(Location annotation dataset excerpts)

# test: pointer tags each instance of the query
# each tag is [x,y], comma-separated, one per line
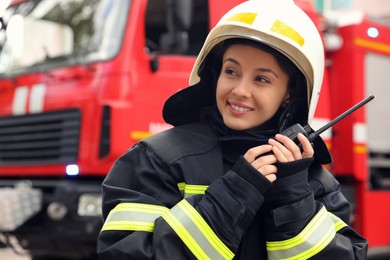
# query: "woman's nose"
[242,89]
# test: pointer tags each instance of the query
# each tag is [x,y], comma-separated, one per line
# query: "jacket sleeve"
[307,216]
[146,216]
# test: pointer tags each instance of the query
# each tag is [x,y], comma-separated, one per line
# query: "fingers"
[257,151]
[307,147]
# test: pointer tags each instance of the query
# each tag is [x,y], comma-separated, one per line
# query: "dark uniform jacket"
[182,194]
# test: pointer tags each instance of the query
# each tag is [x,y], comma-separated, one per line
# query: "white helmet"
[279,24]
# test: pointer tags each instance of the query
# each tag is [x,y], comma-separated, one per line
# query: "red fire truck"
[81,81]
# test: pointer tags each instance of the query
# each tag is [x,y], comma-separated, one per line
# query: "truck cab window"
[166,38]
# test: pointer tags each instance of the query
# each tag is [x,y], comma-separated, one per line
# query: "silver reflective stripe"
[310,241]
[196,233]
[133,217]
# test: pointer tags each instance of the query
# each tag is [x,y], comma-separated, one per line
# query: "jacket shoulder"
[181,141]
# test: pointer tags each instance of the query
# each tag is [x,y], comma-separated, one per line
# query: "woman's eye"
[230,71]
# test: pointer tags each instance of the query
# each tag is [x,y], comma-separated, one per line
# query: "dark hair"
[296,83]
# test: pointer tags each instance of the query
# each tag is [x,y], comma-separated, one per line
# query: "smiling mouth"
[240,109]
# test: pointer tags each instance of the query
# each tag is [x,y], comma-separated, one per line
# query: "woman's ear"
[286,100]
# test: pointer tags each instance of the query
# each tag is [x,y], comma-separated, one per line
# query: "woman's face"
[250,88]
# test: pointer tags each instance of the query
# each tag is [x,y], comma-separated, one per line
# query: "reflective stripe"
[320,231]
[247,18]
[338,223]
[196,233]
[285,30]
[133,217]
[373,45]
[188,190]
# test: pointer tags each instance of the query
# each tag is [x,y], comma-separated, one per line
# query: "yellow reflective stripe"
[285,30]
[373,45]
[191,189]
[129,226]
[247,18]
[313,238]
[133,217]
[195,233]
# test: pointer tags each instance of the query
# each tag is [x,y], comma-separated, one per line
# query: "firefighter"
[223,183]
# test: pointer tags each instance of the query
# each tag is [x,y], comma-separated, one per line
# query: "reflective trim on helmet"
[188,190]
[320,231]
[285,30]
[196,233]
[247,18]
[133,217]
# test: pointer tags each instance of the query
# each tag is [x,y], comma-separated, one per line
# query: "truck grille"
[44,138]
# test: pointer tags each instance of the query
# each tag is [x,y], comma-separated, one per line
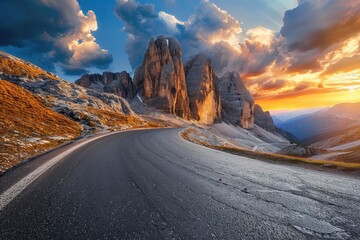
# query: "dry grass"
[186,134]
[117,121]
[20,69]
[27,127]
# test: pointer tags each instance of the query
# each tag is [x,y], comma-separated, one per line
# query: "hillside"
[343,146]
[95,111]
[27,127]
[323,124]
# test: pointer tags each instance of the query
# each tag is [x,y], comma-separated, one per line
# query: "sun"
[352,89]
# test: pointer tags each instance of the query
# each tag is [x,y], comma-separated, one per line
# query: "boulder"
[263,119]
[203,94]
[160,79]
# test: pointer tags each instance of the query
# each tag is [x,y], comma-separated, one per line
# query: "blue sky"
[111,36]
[251,13]
[283,49]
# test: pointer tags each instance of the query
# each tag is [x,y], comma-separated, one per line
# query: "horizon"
[291,55]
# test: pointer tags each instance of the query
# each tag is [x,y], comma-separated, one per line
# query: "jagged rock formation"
[203,94]
[161,79]
[236,101]
[263,119]
[117,83]
[93,109]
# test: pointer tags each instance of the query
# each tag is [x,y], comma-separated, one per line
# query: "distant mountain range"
[320,125]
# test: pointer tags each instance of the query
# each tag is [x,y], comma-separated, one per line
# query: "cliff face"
[117,83]
[203,94]
[236,101]
[263,119]
[161,79]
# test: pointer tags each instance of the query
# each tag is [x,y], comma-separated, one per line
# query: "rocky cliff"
[160,79]
[203,94]
[119,84]
[263,119]
[236,101]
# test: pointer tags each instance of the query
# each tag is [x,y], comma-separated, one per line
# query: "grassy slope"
[27,127]
[186,134]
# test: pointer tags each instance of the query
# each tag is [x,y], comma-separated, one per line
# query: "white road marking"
[7,196]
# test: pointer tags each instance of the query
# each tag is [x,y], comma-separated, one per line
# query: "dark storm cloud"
[57,31]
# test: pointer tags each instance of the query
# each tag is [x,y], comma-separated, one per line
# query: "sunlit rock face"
[236,101]
[161,79]
[263,119]
[203,94]
[117,83]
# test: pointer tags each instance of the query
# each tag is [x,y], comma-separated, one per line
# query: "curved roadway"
[152,184]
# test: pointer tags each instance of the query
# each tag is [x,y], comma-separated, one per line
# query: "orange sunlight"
[314,100]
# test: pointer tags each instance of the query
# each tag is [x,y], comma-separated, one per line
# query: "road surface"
[152,184]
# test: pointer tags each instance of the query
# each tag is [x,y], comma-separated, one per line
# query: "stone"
[204,98]
[160,79]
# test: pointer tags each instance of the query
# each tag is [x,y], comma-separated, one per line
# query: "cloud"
[272,84]
[319,24]
[311,44]
[346,64]
[207,26]
[58,31]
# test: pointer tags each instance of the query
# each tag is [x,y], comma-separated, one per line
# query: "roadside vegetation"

:: SET TASK ::
Can you collect every line in the items that contains the word "reflective"? Case counts.

:: ANSWER IN FULL ::
# query: "silver reflective stripe"
# query: "reflective stripe"
# query: "yellow reflective stripe"
# query: "reflective trim on helmet"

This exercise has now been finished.